Every entry, start to finish, should be printed verbatim without pictures.

** Opening Input data block **

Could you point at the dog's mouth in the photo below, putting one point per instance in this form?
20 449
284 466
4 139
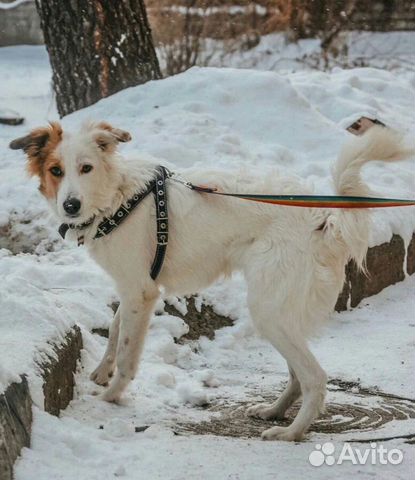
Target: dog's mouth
81 224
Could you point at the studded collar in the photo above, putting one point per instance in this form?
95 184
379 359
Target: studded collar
158 187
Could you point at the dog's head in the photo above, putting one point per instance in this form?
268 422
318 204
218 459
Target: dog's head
77 171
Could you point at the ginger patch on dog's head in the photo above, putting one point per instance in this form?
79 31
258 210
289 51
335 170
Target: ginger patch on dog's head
40 146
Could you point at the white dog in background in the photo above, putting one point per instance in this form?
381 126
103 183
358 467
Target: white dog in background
293 259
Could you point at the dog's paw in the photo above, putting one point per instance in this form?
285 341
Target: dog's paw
286 434
111 397
101 375
264 411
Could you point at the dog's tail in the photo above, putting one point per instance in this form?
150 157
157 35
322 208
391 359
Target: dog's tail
351 226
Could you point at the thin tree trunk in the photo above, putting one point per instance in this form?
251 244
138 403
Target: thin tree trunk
96 48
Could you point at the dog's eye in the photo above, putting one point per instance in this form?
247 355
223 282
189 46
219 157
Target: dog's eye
86 168
56 171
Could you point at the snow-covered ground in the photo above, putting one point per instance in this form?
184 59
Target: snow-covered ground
240 119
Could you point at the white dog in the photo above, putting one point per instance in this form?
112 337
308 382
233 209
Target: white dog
293 259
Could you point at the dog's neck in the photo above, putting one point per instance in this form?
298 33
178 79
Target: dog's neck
131 177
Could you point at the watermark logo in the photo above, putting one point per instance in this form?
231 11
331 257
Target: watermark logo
376 454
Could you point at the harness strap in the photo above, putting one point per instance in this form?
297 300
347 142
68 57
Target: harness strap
160 197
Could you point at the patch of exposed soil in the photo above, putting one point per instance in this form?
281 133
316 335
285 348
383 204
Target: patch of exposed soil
354 413
203 323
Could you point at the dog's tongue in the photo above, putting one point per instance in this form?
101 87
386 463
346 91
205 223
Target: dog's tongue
63 229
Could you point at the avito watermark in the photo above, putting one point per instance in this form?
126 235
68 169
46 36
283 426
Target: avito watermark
327 453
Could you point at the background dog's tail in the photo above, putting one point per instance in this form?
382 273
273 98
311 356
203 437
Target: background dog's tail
351 226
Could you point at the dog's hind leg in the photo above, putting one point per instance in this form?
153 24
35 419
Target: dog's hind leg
312 380
291 344
277 409
102 374
135 316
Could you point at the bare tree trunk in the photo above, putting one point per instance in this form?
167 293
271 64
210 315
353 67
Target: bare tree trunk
96 48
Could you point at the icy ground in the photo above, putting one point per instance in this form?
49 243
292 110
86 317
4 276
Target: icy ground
238 119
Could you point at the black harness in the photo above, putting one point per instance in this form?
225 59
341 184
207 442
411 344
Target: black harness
158 187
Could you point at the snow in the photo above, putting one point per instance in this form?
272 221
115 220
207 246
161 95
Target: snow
243 119
94 440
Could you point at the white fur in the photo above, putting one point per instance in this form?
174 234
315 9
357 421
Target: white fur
294 270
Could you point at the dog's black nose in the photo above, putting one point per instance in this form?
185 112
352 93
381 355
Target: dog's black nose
71 206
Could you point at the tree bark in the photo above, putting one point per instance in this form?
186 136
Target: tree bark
96 48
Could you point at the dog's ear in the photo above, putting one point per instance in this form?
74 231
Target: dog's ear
108 137
38 145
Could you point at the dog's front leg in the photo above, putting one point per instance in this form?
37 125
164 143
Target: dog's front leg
135 314
102 374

** Closing Input data block **

[Written reply]
Could you point at the dog's mouth in the photo below, putting one point per instance in this form?
20 449
284 466
4 139
Target: dog's mouth
81 224
Could you point at the studded collar in the photo above, putting one point per instance in this form?
95 184
379 359
Target: studded collar
158 187
Could you point at the dog's head in the photo above, putting one point per instance in this form?
268 422
318 204
218 459
Target: dog's head
77 171
Could you point at the ginger patch on dog's head in the photo above, putting one point per instance in this form?
79 31
258 210
289 51
335 170
Target: ginger patch on dog's head
40 146
Could you point at the white dog in background in the photo above, putting one point per instance in this form?
381 126
103 183
358 467
Target: white dog in background
293 259
Could you point at the dog's paw in the photo above, putting one point per instance in this form?
285 341
Target: dog's paw
286 434
111 397
101 375
264 411
Could you point at the dog's tail in the photo above, putting one point per instance in this form?
150 157
157 35
322 208
391 359
Target: dog's tail
351 226
Could you point at the thin tree trunk in the photo above, putting one point per instance in this form?
251 244
138 403
Target: thin tree trunk
96 48
Could you point at the dog's eye in the photo above, putting one point per instance in this form?
247 355
223 282
189 46
219 157
Target: dog's eye
86 168
56 171
Could you point at the snow-covered ground in the photo above, putting one point per instance in this form?
184 59
Target: snow-covered ground
240 119
Could you point at the white dog in the photo above, putting one point per instance in this form?
112 337
308 382
233 209
Target: white dog
293 259
Could you point at the dog's neck in the photo above, putting one point per instance in this form?
298 33
178 79
Target: dog's neck
131 177
Could you point at the watermark logo in the photo above, putting one point per instance in this form?
231 11
331 257
Target: watermark logo
376 454
Could you point at the harness strap in the photo above, putting one point per instance in this form?
297 300
347 142
68 57
Target: harness strap
160 197
Could you point at the patch of exposed soil in the photo above, putting one point per instance in this form?
281 133
316 335
285 348
383 204
Target: patch of exposed soil
354 413
203 323
Could you point at the dog's tongue in the photo above, putting one point per instance in this form?
101 87
386 463
346 91
205 223
Target: dog's tongue
63 229
Could you point at the avito watermark in the photo above, putting one point per instance in this form?
126 235
68 169
46 36
283 426
Target: avito watermark
327 453
Could you point at the background dog's tail in the photo above, putting one point per instance in this form?
382 273
273 98
311 356
203 437
Target: background dog's tail
351 226
Could you point at the dog's hind leg in the photo above, putting one point per instance in this form?
153 24
35 419
Target: dog's hind leg
312 380
291 344
277 409
102 374
135 316
Could you point at the bare tree trunk in the photo above, putting one point per instance in this form?
167 293
271 64
210 315
353 67
Target: bare tree trunk
96 48
Could you point at the icy ground in the photo above, putting one point per instance in this form?
49 243
292 110
86 317
4 276
Target: icy ground
238 119
Could you point at the black harness in the photo above, putting one point per instance in this form?
225 59
341 184
207 442
411 344
Target: black harness
158 187
Could you point at the snow in the photo above, putting one point per instance in this form?
272 221
115 220
207 246
161 95
Target: snow
243 119
94 440
Could you point at the white fur in the photo above, putting one point per instance in this form?
174 234
315 9
357 421
Target: white fur
294 270
Could you point at the dog's black nose in the photo above, putting one point per instance in this form?
185 112
352 93
381 355
Target: dog's black nose
71 206
Could you point at the tree bark in the photo above, putting one point per instance in this form?
186 136
Target: tree bark
96 48
Could you point at the dog's ear in the photo above, putting one point per instance in this form?
74 231
Target: dog's ear
108 137
38 145
Could you point at the dog's front leg in the photo above, putting one point per instance in this form?
37 125
164 143
Target: dog's front leg
135 314
102 374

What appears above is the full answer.